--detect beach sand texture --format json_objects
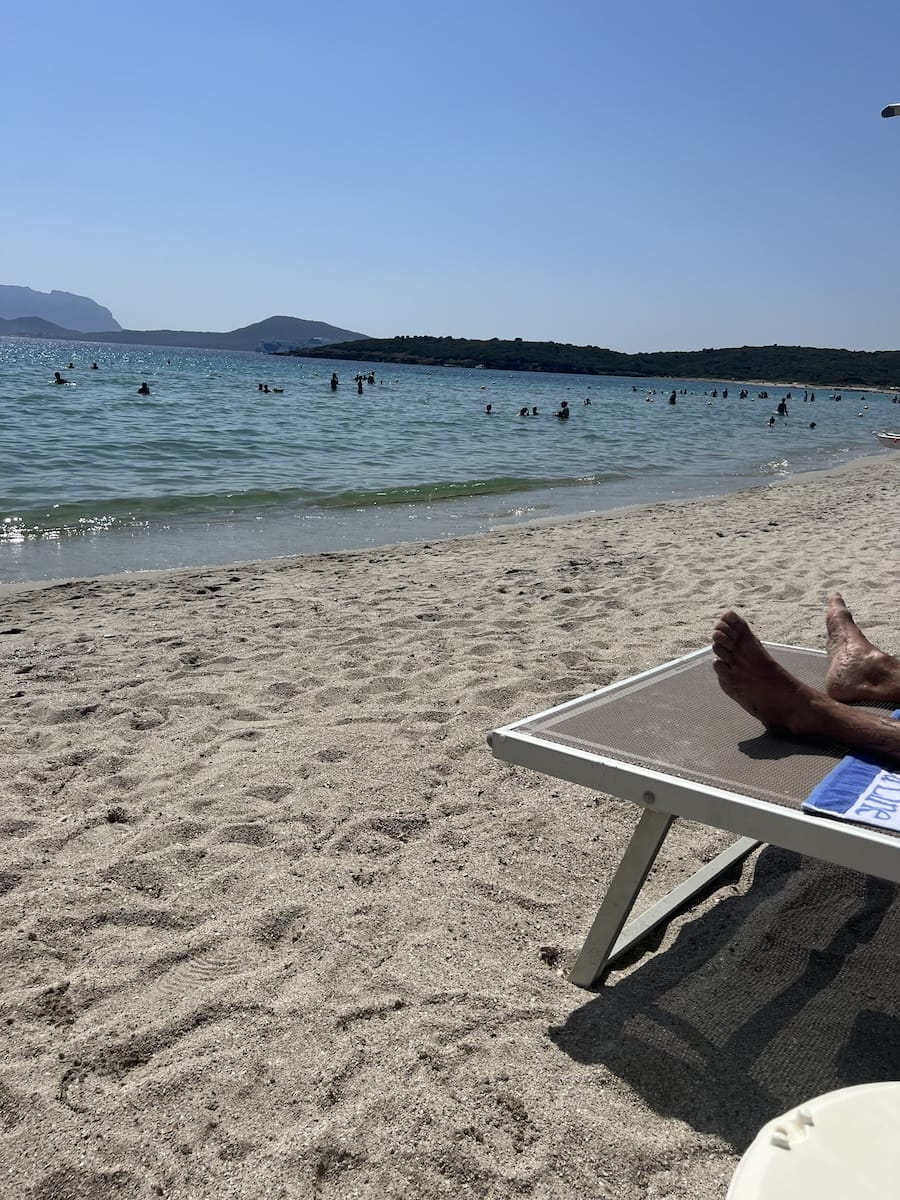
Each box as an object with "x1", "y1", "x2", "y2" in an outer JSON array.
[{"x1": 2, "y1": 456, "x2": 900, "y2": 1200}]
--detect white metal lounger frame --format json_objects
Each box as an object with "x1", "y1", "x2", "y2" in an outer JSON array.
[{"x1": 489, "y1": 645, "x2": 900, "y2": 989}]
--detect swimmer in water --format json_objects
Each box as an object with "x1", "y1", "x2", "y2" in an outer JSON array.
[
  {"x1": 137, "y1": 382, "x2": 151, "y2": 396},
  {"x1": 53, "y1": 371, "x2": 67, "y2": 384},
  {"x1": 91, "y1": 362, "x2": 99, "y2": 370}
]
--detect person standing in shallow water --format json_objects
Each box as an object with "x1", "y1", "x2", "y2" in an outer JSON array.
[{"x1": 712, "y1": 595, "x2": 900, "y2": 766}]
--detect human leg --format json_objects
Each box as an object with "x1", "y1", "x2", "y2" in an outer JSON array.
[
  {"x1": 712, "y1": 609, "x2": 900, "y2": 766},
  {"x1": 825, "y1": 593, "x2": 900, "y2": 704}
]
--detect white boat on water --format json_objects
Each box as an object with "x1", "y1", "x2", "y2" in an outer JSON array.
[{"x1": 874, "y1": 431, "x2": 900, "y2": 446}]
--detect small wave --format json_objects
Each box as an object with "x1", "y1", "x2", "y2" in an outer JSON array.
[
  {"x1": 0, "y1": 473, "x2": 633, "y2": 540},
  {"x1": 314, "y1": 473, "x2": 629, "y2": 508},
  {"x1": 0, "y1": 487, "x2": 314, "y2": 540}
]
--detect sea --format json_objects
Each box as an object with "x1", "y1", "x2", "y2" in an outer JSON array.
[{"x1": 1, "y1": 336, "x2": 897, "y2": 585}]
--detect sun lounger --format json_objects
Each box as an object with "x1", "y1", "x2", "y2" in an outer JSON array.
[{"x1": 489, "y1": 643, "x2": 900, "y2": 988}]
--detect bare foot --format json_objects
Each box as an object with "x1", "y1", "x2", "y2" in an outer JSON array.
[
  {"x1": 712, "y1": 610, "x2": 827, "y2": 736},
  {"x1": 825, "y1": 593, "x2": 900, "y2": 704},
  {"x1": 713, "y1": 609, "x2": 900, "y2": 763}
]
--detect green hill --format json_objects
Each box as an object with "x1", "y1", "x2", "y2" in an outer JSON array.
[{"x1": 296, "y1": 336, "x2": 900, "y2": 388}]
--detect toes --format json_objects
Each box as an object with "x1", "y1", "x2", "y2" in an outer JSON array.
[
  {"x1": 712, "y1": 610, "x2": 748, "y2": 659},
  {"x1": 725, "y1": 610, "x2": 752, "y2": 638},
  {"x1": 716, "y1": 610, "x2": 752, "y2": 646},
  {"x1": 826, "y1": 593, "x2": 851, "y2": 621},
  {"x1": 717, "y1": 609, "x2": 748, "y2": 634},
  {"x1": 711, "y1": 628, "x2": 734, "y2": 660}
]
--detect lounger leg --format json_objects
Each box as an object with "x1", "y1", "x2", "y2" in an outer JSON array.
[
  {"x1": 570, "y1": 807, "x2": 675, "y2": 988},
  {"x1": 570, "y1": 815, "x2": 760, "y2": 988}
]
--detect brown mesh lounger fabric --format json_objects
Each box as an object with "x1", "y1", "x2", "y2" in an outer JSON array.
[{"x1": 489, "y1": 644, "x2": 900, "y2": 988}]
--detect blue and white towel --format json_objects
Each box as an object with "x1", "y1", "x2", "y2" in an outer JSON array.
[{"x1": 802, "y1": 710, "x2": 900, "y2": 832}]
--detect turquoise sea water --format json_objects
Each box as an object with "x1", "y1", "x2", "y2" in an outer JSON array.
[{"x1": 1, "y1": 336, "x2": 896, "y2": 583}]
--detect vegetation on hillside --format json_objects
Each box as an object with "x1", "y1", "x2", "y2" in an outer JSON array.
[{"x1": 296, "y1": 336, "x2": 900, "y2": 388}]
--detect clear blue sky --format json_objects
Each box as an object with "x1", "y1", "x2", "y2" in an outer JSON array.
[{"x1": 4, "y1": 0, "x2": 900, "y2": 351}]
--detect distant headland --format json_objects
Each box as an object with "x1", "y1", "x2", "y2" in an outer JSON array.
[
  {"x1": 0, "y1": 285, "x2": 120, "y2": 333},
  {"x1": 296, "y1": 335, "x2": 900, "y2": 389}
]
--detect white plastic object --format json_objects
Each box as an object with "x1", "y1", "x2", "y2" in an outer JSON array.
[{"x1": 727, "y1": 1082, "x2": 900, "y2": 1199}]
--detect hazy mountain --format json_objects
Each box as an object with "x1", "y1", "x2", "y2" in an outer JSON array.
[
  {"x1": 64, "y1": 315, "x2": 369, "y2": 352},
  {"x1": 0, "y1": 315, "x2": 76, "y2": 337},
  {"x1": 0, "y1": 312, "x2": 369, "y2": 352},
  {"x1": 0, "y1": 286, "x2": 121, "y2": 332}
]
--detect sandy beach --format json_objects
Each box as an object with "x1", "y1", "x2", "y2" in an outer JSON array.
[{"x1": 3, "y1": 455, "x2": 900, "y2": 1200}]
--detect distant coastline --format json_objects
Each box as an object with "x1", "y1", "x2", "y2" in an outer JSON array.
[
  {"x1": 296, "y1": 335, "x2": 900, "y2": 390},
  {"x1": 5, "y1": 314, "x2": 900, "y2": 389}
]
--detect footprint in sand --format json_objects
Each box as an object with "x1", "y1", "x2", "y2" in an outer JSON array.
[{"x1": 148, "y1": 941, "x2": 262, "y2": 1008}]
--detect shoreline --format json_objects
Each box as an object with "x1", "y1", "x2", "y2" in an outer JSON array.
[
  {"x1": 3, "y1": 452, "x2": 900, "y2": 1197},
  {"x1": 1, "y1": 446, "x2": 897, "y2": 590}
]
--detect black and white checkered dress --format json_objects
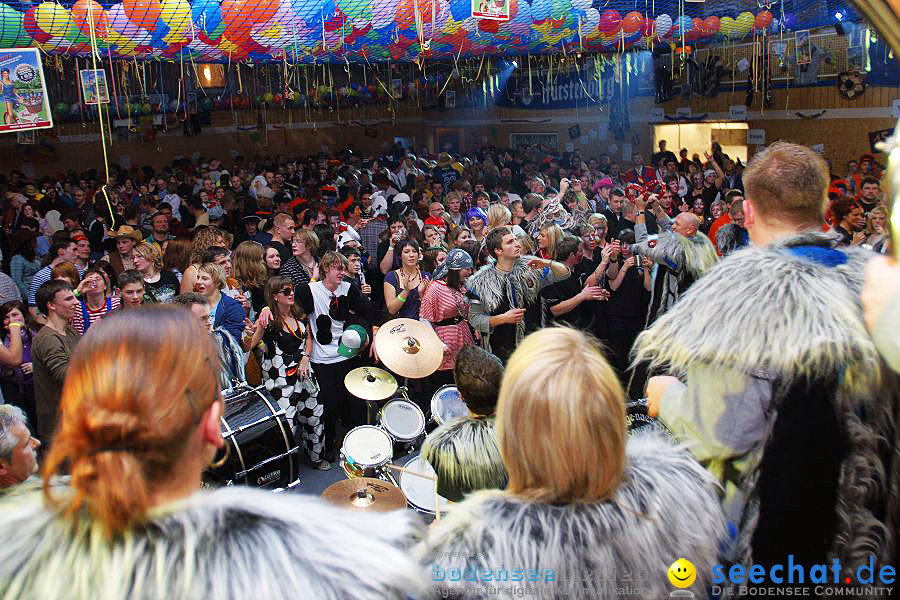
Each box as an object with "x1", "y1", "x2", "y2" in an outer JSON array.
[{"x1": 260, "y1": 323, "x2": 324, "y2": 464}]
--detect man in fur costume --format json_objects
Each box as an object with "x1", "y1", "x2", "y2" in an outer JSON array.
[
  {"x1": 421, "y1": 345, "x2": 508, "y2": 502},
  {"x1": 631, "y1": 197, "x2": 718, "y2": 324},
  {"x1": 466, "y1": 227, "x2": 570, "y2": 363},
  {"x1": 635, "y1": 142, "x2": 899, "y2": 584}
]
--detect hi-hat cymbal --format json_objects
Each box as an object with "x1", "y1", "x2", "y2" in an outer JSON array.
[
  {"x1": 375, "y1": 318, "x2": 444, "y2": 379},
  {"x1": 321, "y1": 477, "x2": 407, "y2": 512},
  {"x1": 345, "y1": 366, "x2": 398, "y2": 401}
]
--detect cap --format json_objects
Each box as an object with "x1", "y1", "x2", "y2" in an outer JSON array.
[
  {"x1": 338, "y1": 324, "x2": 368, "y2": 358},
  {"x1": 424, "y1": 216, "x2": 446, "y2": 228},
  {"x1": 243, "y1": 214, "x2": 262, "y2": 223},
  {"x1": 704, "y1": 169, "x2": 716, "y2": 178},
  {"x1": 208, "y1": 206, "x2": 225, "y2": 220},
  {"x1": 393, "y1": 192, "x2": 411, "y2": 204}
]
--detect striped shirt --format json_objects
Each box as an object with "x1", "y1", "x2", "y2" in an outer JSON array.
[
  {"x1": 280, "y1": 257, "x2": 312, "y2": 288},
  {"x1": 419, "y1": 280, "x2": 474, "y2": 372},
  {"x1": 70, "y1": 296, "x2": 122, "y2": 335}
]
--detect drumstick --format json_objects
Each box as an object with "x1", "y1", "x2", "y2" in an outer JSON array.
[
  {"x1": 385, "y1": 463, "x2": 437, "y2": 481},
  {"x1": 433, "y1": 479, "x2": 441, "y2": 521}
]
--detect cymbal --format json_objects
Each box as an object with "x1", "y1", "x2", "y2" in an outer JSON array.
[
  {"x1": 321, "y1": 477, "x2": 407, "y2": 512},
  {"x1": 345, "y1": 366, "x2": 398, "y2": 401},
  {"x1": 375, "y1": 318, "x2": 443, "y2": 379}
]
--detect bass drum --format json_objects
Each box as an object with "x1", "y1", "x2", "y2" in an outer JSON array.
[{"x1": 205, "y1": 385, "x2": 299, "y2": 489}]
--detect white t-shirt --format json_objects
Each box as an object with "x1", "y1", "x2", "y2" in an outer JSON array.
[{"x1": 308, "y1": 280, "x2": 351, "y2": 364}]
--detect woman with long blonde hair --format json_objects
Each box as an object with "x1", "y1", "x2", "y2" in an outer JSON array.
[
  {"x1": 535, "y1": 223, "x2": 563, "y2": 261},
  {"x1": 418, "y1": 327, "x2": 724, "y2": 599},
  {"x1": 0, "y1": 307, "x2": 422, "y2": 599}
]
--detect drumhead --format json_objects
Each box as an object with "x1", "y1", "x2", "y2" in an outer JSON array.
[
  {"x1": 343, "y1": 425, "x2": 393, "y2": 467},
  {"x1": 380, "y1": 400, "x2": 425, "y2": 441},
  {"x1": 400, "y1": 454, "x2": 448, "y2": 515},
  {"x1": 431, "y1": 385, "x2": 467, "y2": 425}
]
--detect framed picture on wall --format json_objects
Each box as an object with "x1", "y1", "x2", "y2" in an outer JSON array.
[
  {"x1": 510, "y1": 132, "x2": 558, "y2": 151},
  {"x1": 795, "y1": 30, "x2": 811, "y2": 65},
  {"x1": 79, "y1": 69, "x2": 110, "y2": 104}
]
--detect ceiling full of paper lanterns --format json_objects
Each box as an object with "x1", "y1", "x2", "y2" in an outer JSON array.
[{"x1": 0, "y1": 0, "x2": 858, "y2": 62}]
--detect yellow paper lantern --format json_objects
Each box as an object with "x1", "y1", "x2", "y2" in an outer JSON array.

### What this task involves:
Out of the entries, report each line that contains the word "beach".

### Task result:
--detect beach sand texture --format json_objects
--detect sandy beach --format json_objects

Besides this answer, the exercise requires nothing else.